- [EXCERPT]
========================
In this study, two kinds of RGP plating conditions are applied: 60 s/10 s and 30 s/10 s forward/ reverse current duration. Both conditions are compared to the full DC electroplating while keeping the theoretical yield and other deposition parameters constant. The result is presented in Figure 4, showing that reducing the forward current duration results in a higher current efficiency but a lower deposition rate. The lower deposition rate is natural since the ratio between the deposition duration and etching duration is lower, therefore the RGP plating condition has to be compromised well to optimize both the deposition rate and the current efficiency. Based on these results, the following experiments are performed with the 60 s/10 s forward/reverse current duration. The magnitude of the reverse current density is a half the magnitude of the forward current density, or otherwise stated.

3.2. Effect of Temperature and Current Density

Bare substrates are used to evaluate the effect of the temperature and current density on the resulting deposit. Many reports exist on the effect of temperature and current density to the resulting deposit, and Chang et al. [21] investigated the room temperature deposition process. With a voltage controlled deposition, it was found in the same report that a high deposition potential will result in a high deposition rate, which would bring out a loose structure and small cracks within the Al layer.

Electrodeposits obtained using DC plating between 10 and 70 mA/cm${}^2$ were found to be quite dense and adhere well to the Al substrates [27]. However, dendrite growth with relatively poor adherence was obtained at over 100 mA/cm${}^2$ current densities. The current efficiency increases from 85% to nearly 100% as the current density increases from 10 to 40 mA/cm${}^2$. When the current density was raised further, the current efficiency decreases to a constant value of approximately 92% between 50–100 mA/cm${}^2$. During deposition at higher current densities, the ionic liquid also became less chemically stable.

According to Berretti et al. [31], a higher electrolyte temperature resulted in a higher conductivity of the electrolyte, and thus a higher deposition rate. However, the ionic liquid is decomposed at a temperature higher than 60 ${}^{\circ }$C. Considering these prior studies, in this study, the temperature is varied between 30–50 ${}^{\circ }$C with 10 ${}^{\circ }$C step and the current density is varied between 10–20 mA/cm${}^2$ with a 5 mA/cm${}^2$ step.
========================
- [RECORD EXCERPTS]

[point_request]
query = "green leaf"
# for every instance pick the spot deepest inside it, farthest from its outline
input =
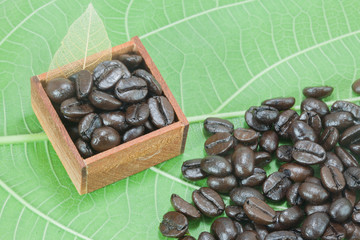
(218, 57)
========================
- [DIRECTIVES]
1) Reproduce the electroplating excerpt starting with "Electrodeposits obtained using" and going on through "less chemically stable.", swapping "dendrite growth" for "whisker growth".
2) Output the records as a two-column CSV with the headers request and point, one row per request. Put each request's text and its answer in one quoted field each, turning line breaks into spaces, and leave out the pictures.
The records have no connection to the electroplating excerpt.

- [REPLIES]
1)
Electrodeposits obtained using DC plating between 10 and 70 mA/cm${}^2$ were found to be quite dense and adhere well to the Al substrates [27]. However, whisker growth with relatively poor adherence was obtained at over 100 mA/cm${}^2$ current densities. The current efficiency increases from 85% to nearly 100% as the current density increases from 10 to 40 mA/cm${}^2$. When the current density was raised further, the current efficiency decreases to a constant value of approximately 92% between 50–100 mA/cm${}^2$. During deposition at higher current densities, the ionic liquid also became less chemically stable.

2)
request,point
"[point_request] query = ""green leaf"" # for every instance pick the spot deepest inside it, farthest from its outline input =","(218, 57)"